DOCUMENT SECTION =
===============
Success is our Mission!

When I got to the recovery house yesterday, I cried. Big, air-gulping sobs, the kind that take your breath away and make you picture spring flowers and puppies to try to calm down.
I knew she was leaving. But it hit me like a tornado…. which is what she was like when she moved in, six months ago.
LS had been a resident for just a few days when I came on staff at the women’s house. She had relapsed nearly a year before, gotten herself help and came to us to detox off her medication and be closer to her son.
Recovery makes for strange bedfellows, I find. We appeared to have nothing in common as we navigated our first week together. She had been dealt some tough cards in her time, lived through traumas I probably still don’t know the bulk of, had buried friends and sworn off family. I probably looked ridiculous to her, as she shook and sweated and smoked through ugly detox in those first few days- I entered the house in my yoga clothes, touting the benefits of meditation and self-care. Neither one of us knew how close a bond we would forge in the coming months.

I don’t know when we bonded, probably over tacos one night in the kitchen, when I fed her and let my guard down enough to share some of my truths. We weren’t so different, then, it seemed…. fierce women who were loyal and determined and brutally honest. Adults who had finally had enough, who wanted more out of life than just survival.

And so, here we are, after six months of hard work, school and jobs and recovery meetings and therapy that HURT…. I cried because I was watching LS pack her things, and head home to a new apartment, new career, reunited with her kids….. ready and eager to leave the nest we’d spent all winter tending.

I was warned about working in recovery. People told me how hard it would be to watch people relapse, live through trauma, handle the outside worlds judgments. I get that. No one told me that I’d meet a sister, help her grow and then have to say goodbye.

I’m crying as I write this. Perhaps bigger tears than yesterday. But truly happy tears. I know that she is ready to take on the next phase of her journey. I know that she will continue to grow and help others, and that our part of each other’s journeys are etched in our souls forever.
We do recover. We are stronger together.
===============
DATA FOR REVIEW =
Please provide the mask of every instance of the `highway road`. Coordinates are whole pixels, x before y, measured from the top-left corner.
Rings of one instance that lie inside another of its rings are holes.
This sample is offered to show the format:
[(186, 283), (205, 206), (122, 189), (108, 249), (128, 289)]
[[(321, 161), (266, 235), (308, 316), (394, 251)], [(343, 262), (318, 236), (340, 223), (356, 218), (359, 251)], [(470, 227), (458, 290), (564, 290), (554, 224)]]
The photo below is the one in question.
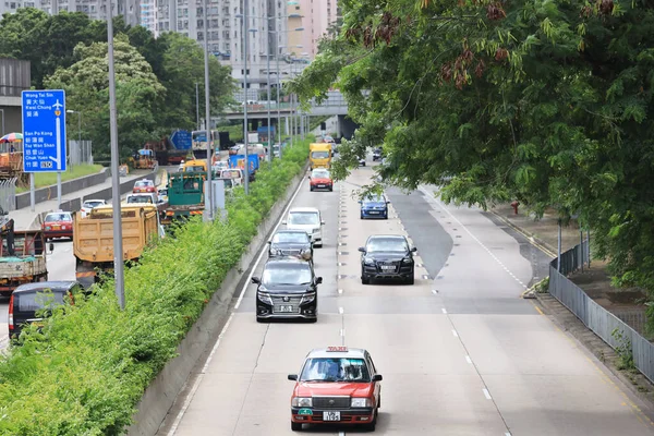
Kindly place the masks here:
[[(342, 343), (367, 349), (384, 375), (380, 434), (654, 435), (652, 411), (520, 299), (545, 274), (544, 254), (481, 210), (443, 205), (427, 186), (389, 190), (390, 219), (362, 221), (352, 195), (372, 174), (360, 168), (332, 193), (304, 182), (292, 202), (318, 207), (326, 221), (315, 254), (318, 322), (257, 324), (246, 283), (158, 435), (293, 434), (287, 374), (311, 349)], [(358, 247), (379, 233), (415, 244), (414, 286), (361, 284)]]

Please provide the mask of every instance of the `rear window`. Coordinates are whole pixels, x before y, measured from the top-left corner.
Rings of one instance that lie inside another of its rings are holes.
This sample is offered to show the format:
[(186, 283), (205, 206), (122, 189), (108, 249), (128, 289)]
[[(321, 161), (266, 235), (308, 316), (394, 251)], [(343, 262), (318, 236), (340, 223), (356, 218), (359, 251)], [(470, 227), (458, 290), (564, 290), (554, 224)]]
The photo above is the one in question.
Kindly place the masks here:
[[(63, 291), (19, 292), (14, 294), (14, 312), (34, 313), (44, 308), (52, 308), (63, 304)], [(17, 300), (17, 302), (16, 302)]]
[(51, 222), (51, 221), (72, 221), (73, 218), (71, 217), (71, 214), (48, 214), (46, 215), (46, 222)]

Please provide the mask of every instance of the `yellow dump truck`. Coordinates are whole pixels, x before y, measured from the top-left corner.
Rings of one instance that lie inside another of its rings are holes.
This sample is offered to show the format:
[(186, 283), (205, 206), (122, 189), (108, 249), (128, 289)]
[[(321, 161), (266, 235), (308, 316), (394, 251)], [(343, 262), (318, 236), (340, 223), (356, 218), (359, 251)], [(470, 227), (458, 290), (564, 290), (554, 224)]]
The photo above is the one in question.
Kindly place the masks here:
[[(123, 261), (136, 261), (145, 247), (161, 237), (156, 205), (121, 205)], [(113, 207), (98, 206), (82, 218), (73, 216), (75, 276), (85, 288), (98, 281), (98, 272), (113, 270)]]
[(314, 168), (329, 168), (331, 165), (331, 144), (310, 144), (308, 160), (311, 161), (312, 170)]

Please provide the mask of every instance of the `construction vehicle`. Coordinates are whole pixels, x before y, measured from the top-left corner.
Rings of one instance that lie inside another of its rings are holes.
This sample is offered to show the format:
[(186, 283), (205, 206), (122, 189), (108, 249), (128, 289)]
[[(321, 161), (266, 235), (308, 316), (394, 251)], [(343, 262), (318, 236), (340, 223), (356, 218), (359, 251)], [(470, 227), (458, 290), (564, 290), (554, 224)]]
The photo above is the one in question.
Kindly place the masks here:
[(0, 295), (10, 296), (21, 284), (48, 280), (46, 239), (41, 230), (14, 230), (14, 220), (1, 214)]
[[(161, 238), (156, 205), (121, 205), (123, 261), (136, 261)], [(77, 281), (89, 288), (101, 272), (113, 271), (113, 206), (98, 206), (86, 218), (73, 215), (73, 254)]]
[(204, 182), (206, 172), (182, 171), (168, 178), (168, 208), (161, 223), (187, 219), (204, 213)]
[(157, 159), (155, 157), (155, 150), (150, 148), (142, 148), (134, 153), (134, 156), (130, 158), (130, 162), (134, 169), (152, 170), (157, 166)]

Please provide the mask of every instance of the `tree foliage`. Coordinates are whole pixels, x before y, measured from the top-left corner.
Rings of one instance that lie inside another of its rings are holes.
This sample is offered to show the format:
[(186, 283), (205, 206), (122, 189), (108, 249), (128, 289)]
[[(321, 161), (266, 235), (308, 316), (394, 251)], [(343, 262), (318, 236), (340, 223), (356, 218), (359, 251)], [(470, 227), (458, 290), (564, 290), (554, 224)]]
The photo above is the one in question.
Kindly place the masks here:
[(339, 4), (340, 33), (291, 86), (346, 95), (361, 129), (338, 174), (383, 144), (387, 182), (578, 214), (618, 281), (654, 290), (651, 2)]

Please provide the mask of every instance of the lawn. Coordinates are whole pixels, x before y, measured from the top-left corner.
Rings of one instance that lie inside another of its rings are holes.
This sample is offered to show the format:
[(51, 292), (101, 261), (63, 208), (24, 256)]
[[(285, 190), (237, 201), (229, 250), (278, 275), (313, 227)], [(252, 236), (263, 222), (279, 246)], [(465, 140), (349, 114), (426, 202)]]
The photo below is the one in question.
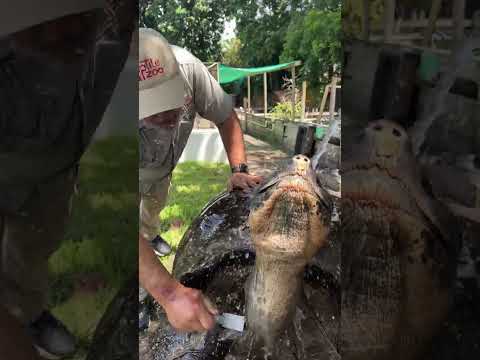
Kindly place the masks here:
[[(160, 214), (160, 233), (175, 250), (192, 220), (218, 193), (226, 189), (230, 168), (226, 164), (185, 162), (176, 167), (168, 202)], [(171, 270), (174, 252), (162, 263)]]
[[(138, 143), (112, 138), (93, 144), (81, 162), (78, 193), (65, 241), (50, 259), (53, 313), (86, 350), (106, 306), (138, 264)], [(225, 164), (187, 162), (175, 169), (162, 236), (176, 249), (192, 220), (226, 188)], [(174, 255), (161, 261), (171, 269)]]
[(106, 306), (138, 264), (138, 141), (94, 143), (81, 161), (78, 193), (61, 248), (50, 259), (49, 302), (85, 349)]

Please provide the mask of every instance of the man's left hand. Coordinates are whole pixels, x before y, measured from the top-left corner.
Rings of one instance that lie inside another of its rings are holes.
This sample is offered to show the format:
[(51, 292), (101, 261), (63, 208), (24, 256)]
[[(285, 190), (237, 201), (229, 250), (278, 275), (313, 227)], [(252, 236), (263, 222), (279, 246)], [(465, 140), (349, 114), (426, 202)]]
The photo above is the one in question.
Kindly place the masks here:
[(263, 178), (261, 176), (246, 173), (234, 173), (228, 180), (228, 191), (232, 191), (233, 189), (249, 191), (258, 186), (262, 181)]

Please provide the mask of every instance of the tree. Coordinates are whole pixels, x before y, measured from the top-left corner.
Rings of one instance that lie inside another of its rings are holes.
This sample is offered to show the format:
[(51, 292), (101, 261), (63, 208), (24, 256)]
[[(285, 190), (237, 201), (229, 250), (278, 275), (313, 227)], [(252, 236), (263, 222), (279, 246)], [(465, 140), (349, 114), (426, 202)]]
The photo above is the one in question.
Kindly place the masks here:
[(140, 0), (140, 26), (158, 30), (202, 61), (218, 61), (226, 0)]
[(315, 86), (328, 82), (341, 64), (341, 9), (312, 9), (292, 19), (280, 60), (302, 60), (303, 77)]
[(237, 37), (223, 41), (222, 63), (234, 67), (243, 66), (242, 59), (240, 57), (241, 48), (242, 42)]

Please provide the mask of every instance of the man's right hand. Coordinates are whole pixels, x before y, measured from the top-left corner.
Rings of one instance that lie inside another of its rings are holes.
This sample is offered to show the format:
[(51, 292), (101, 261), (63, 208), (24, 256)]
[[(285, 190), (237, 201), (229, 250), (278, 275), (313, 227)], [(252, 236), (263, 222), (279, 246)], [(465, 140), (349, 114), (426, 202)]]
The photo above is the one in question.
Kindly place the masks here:
[(178, 283), (163, 302), (168, 321), (178, 331), (207, 331), (215, 325), (218, 311), (200, 290)]
[(215, 307), (200, 290), (183, 286), (158, 261), (146, 238), (140, 234), (140, 284), (163, 307), (168, 321), (178, 331), (206, 331), (215, 325)]

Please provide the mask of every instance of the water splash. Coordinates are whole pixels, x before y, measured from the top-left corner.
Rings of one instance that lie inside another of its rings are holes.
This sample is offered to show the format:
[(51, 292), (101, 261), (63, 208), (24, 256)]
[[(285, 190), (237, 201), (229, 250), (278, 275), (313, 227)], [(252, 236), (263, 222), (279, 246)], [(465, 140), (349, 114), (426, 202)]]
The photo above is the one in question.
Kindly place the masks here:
===============
THINGS TO DO =
• 1. Can you quote the part of the recovery house post that opens with the words containing "When I got to" and closes with "six months ago."?
• 2. Which activities does the recovery house post name as part of the six months of hard work?
The records have no connection to the recovery house post.

SOLUTIONS PER TASK =
• 1.
When I got to the recovery house yesterday, I cried. Big, air-gulping sobs, the kind that take your breath away and make you picture spring flowers and puppies to try to calm down.
I knew she was leaving. But it hit me like a tornado…. which is what she was like when she moved in, six months ago.

• 2. School, jobs, recovery meetings and therapy.